I understand your concern. But I am not very sure about applying
limitation to ATS support. Would this block some existing cases?
> > + dev = iommu_group_first_dev(group);
> > + if (dev_is_pci(dev)) {
> > + pdev = to_pci_dev(dev);
> > + pci_dev_get(pdev);
> > + }
> > + }
> > + }
> > +
> > + if (pdev) {
> > + /*
> > + * Quarantine the device completely. This will be cleared
> > upon
> > + * a pci_dev_reset_iommu_done() call indicating the recovery.
> > + */
> > + pci_dev_lock(pdev);
> > + pci_dev_reset_iommu_prepare(pdev);
>
> let's rename it to iommu_quarantine_device() to be called here. then
> have another wrapper pci_dev_reset_iommu_prepare() to call it too.
>
> this path has nothing to do with reset.
But the implementation of that iommu_quarantine_device would be
still to shift to resetting_domain. Perhaps, we can rename that
to quarantine_domain or so.
Thanks
Nicolin
> From: Nicolin Chen <nicolinc@nvidia.com>
> Sent: Thursday, March 19, 2026 9:31 AM
>
> On Wed, Mar 18, 2026 at 07:31:18AM +0000, Tian, Kevin wrote:
> > > From: Nicolin Chen <nicolinc@nvidia.com>
> > > Sent: Wednesday, March 18, 2026 3:16 AM
> > >
> > > +static void iommu_group_broken_worker(struct work_struct *work)
> > > +{
> > > + struct iommu_group *group =
> > > + container_of(work, struct iommu_group, broken_work);
> > > + struct pci_dev *pdev = NULL;
> > > + struct device *dev;
> > > +
> > > + scoped_guard(mutex, &group->mutex) {
> > > + /* Do not block the device again if it has been recovered */
> > > + if (!READ_ONCE(group->requires_reset))
> > > + goto out_put;
> > > + if (list_is_singular(&group->devices)) {
> > > + /* Note: only support group with a single device */
> >
> > this series is about fixing a vulnerability. Then it sounds incomplete to
> > leave certain configuration still under risk. Probably we should first
> > ensure ATS can be enabled only in singleton group, just like how we
> > did for pci_enable_pasid()?

(Data excerpt)
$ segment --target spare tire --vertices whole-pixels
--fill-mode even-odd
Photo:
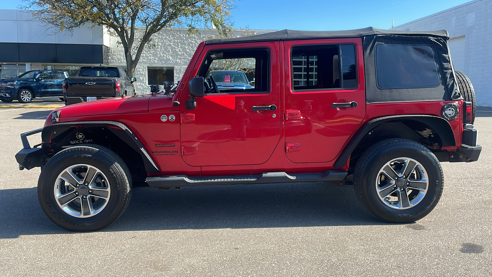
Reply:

(Instructions for the task) Carry on the mailing-list thread about quarantining a broken IOMMU group, starting right after its last line.

(Written answer)
>
> I understand your concern. But I am not very sure about applying
> limitation to ATS support. Would this block some existing cases?
what about just throwing out a message to warn that enabling ATS
in a non-singleton iommu group may suffer from unquarantined
situation if any device in the group triggers a ATC invalidation timeout?
>
> > > + dev = iommu_group_first_dev(group);
> > > + if (dev_is_pci(dev)) {
> > > + pdev = to_pci_dev(dev);
> > > + pci_dev_get(pdev);
> > > + }
> > > + }
> > > + }
> > > +
> > > + if (pdev) {
> > > + /*
> > > + * Quarantine the device completely. This will be cleared
> > > upon
> > > + * a pci_dev_reset_iommu_done() call indicating the recovery.
> > > + */
> > > + pci_dev_lock(pdev);
> > > + pci_dev_reset_iommu_prepare(pdev);
> >
> > let's rename it to iommu_quarantine_device() to be called here. then
> > have another wrapper pci_dev_reset_iommu_prepare() to call it too.
> >
> > this path has nothing to do with reset.
>
> But the implementation of that iommu_quarantine_device would be
> still to shift to resetting_domain. Perhaps, we can rename that
> to quarantine_domain or so.
>
yes let's rename that too. the purpose of this function is clearly about
quarantine. reset is just one user of it.
On Thu, Mar 19, 2026 at 02:35:33AM +0000, Tian, Kevin wrote:
> > > > + scoped_guard(mutex, &group->mutex) {
> > > > + /* Do not block the device again if it has been recovered */
> > > > + if (!READ_ONCE(group->requires_reset))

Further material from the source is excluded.